═════ TEXTO FORNECIDO

A biodiversidade é, neste contexto, não uma propriedade das comunidades ou de grupos de interesse, mas um bem público (RANDS 201017 RANDS, M. et al. Biodiversity conservation: challenges beyond 2010. Science, Nova York, v. 329, n. 5997, set 2010, p. 1298-1303.), procurando a sua conservação por meio das políticas globais promovidas pelas autoridades mundiais que buscam regular a produção de recursos e o consumo, centrando-se nas mudanças societais. Do mesmo modo, estas políticas globais devem definir incentivos que atuem na mudança de comportamentos e integrar a biodiversidade nos processos de tomada de decisão públicos e privados, ao nível dos estados, do mercado e da comunidade (sociedade civil). Estas atuações exigem a criação de condições efetivas que permitam a implementação das políticas, o que só se consegue com a criação de políticas ajustadas aos contextos e integradoras dos conhecimentos, interesses e preocupações locais, mas também com a integração das próprias populações locais nestes processos de produção de conhecimento e tomada de decisão, condição sem a qual qualquer política ou organismo estará voltado ao fracasso considerando o fenômeno da biodiversidade enquanto não apenas biológico e físico, mas, sobretudo, contextual, societal e, simultaneamente, cultural.

Desigualdades, vulnerabilidades e desenvolvimento sustentável

O aumento populacional a que temos assistido mundialmente permite-nos constatar as pressões demográficas cada vez mais fortes, à medida em que os ‘recursos naturais’ estão cada vez menos disponíveis no planeta, o que acresce as perdas de biodiversidade acima relatadas. Esquecendo as variações internas referentes aos diversos países, que nos colocam questões de diferentes ordens que não vamos aqui aprofundar, é um fato que se estima que a população mundial, atualmente de 7 bilhões de pessoas, chegará aos 9 bilhões em 2050. A necessidade de recursos aumenta ao mesmo tempo em que a sua disponibilidade diminui efetivamente.

══════════
═════ INFORMAÇÕES EXIBIDAS

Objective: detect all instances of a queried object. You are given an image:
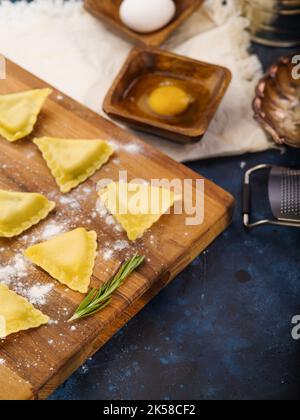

══════════

▶ _AS TAREFAS_:
1/ No texto sobre biodiversidade, que adjetivos caracterizam o fenômeno da biodiversidade na última frase do primeiro parágrafo? Liste todos.
2/ Dê continuidade ao texto sobre biodiversidade a partir da frase que começa com "A necessidade de recursos aumenta".

▶ _RESULTADOS DAS TAREFAS_:
1/ biológico, físico, contextual, societal, cultural

2/
As desigualdades no acesso a essess recursos são conhecidas e tendem a ampliar o fosso que separa os ricos dos pobres. O esgotamento da natureza (de água e alimento), agravado pela frequência de desastres naturais e mudanças climáticas, conduz, sem dúvida, a consequências para as quais são necessárias soluções estruturais que não excluam as especificidades e necessidades singulares e contextuais. Neste contexto, como todos podemos viver bem, com bem-estar, sem comprometer o futuro das gerações que virão? Como podemos continuar a explorar a agricultura para combater a fome e acabar com a pobreza sem esgotar os solos? A consumir espécies sem as extinguir? A criar condições de vida dignas, providenciando acesso a saneamento básico, por exemplo, sem aumentar os níveis de poluição? A produzir mais energia para que todos possam ter eletricidade, a criar mais empregos, sem aumentar os níveis de emissão de carbono?

Os dilemas são imensos, os paradoxos também, O debate está lançado em diversas frentes e é imprescindível alcançar novas respostas, mais sustentáveis e que dignifiquem a vida humana. Não há dúvida de que a Conferência das Nações Unidas para o Desenvolvimento Sustentável (Rio+20), a ser realizada em 2012, trará contribuições e novas soluções para a compreensão global da situação, na sua complexidade, visto que focará as questões econômicas, a green economy, a coordenação internacional, necessárias à promoção do desenvolvimento sustentável e à luta contra a pobreza e se projeta na definição de patamares para um futuro sustentável, com mais emprego, mais energias limpas, maior segurança e padrões de vida decentes para todos. Será um momento histórico para que se equacionem as fragilidades e potencialidades dessa discussão mundial, dando voz a todas as populações, a todos os sujeitos, a todas as ‘verdades’. Vejamos alguns desses desafios.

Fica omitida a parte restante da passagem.